# CONSIGNE
Relevez chaque ligne du matériel qui contient la chaîne « stem », y compris lorsqu'elle fait partie d'un mot plus long.

>>

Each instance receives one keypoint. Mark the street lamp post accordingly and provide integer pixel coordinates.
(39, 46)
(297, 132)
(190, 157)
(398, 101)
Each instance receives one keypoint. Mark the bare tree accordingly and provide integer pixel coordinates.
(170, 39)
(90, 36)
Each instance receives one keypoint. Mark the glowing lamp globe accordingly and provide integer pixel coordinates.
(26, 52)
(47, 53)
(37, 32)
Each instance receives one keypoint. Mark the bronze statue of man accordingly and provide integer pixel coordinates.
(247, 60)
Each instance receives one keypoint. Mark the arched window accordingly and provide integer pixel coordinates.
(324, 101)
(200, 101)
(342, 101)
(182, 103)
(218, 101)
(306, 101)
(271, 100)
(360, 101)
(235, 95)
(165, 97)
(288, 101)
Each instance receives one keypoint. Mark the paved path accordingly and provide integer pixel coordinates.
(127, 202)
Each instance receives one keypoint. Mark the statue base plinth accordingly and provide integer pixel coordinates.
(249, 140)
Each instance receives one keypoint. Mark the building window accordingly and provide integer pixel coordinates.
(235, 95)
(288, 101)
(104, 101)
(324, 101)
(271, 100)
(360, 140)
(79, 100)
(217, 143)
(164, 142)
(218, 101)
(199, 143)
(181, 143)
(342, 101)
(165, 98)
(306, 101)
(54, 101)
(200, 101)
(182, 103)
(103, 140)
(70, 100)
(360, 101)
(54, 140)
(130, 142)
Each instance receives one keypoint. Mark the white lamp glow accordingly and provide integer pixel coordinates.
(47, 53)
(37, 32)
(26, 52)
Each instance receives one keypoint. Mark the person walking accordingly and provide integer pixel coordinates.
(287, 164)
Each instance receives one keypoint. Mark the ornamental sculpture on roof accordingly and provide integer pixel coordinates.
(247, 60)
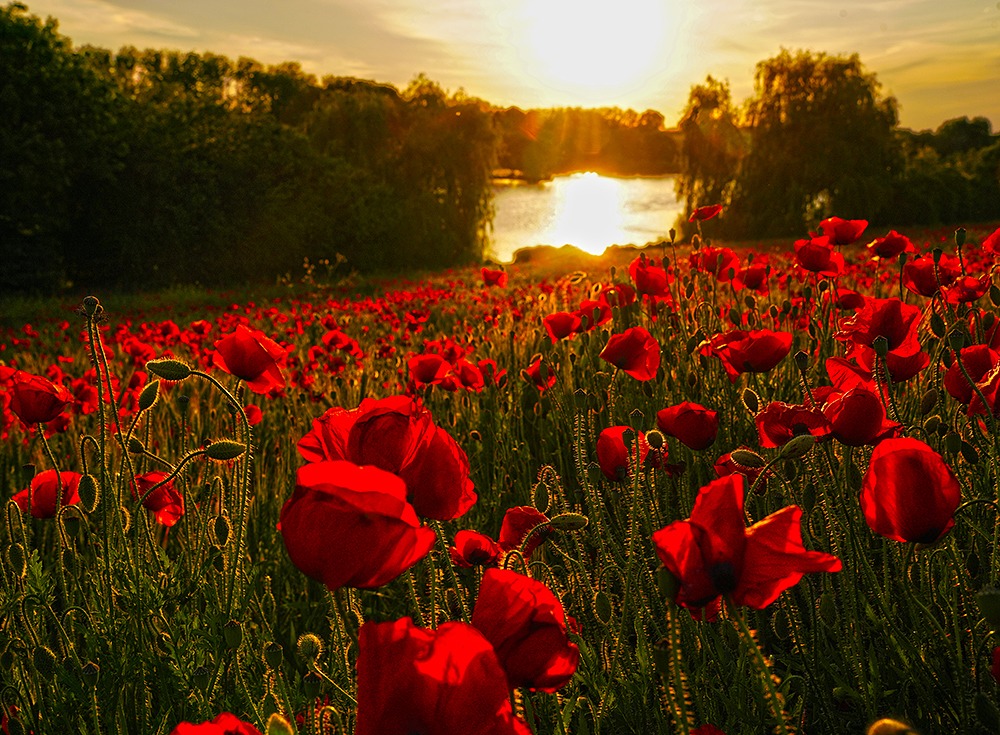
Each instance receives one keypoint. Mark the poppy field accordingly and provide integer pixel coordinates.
(698, 490)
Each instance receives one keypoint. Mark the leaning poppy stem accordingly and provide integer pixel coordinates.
(765, 675)
(339, 599)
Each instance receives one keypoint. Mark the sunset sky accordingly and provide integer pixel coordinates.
(939, 59)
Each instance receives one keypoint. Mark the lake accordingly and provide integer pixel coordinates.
(586, 210)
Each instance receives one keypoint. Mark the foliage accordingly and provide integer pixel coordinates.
(817, 137)
(545, 142)
(195, 168)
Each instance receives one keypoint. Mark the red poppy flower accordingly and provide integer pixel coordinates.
(474, 549)
(524, 528)
(526, 624)
(430, 369)
(991, 243)
(252, 357)
(560, 325)
(705, 213)
(778, 423)
(978, 360)
(695, 426)
(224, 724)
(890, 246)
(713, 554)
(347, 525)
(967, 289)
(720, 262)
(909, 494)
(920, 277)
(440, 682)
(635, 352)
(36, 400)
(494, 277)
(756, 351)
(619, 294)
(897, 323)
(818, 256)
(843, 231)
(857, 417)
(649, 278)
(398, 435)
(44, 489)
(592, 314)
(754, 277)
(166, 503)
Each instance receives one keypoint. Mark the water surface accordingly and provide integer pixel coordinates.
(586, 210)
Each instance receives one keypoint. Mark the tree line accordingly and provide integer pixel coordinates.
(147, 168)
(819, 138)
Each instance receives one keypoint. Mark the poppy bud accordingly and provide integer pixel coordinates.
(273, 655)
(655, 439)
(667, 583)
(278, 725)
(45, 661)
(747, 458)
(989, 605)
(202, 676)
(928, 401)
(17, 560)
(168, 369)
(90, 673)
(147, 399)
(310, 647)
(221, 528)
(91, 306)
(69, 558)
(224, 449)
(888, 726)
(798, 446)
(937, 325)
(569, 522)
(232, 633)
(602, 607)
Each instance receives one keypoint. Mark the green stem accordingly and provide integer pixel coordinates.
(763, 670)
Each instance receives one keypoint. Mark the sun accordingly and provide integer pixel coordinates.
(591, 51)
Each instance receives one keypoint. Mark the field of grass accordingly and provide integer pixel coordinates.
(691, 489)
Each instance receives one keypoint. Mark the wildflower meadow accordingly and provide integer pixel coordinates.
(689, 488)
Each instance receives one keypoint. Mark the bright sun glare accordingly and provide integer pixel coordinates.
(595, 50)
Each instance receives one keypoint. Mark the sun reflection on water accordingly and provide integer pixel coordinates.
(589, 213)
(586, 210)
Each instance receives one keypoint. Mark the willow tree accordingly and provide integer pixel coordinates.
(822, 142)
(712, 146)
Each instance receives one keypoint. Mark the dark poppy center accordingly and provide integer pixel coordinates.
(723, 576)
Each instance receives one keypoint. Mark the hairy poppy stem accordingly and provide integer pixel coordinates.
(766, 676)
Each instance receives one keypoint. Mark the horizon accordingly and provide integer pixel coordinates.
(938, 62)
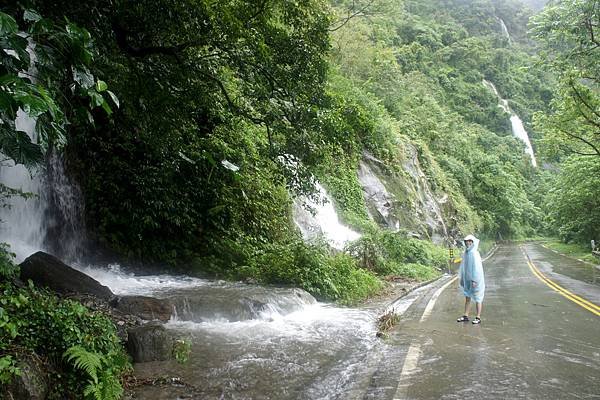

<<

# RÉPONSE
Each instance receives one keypoint. Mark the leaning poppy stem accordingly and provide integer pixel coordinates.
Each instance receives one keypoint. Mark the green stem accordingly and provide integer pixel coordinates.
Each instance receives one keypoint. Mark the hairy poppy stem accordingly and provide integer pixel coordinates.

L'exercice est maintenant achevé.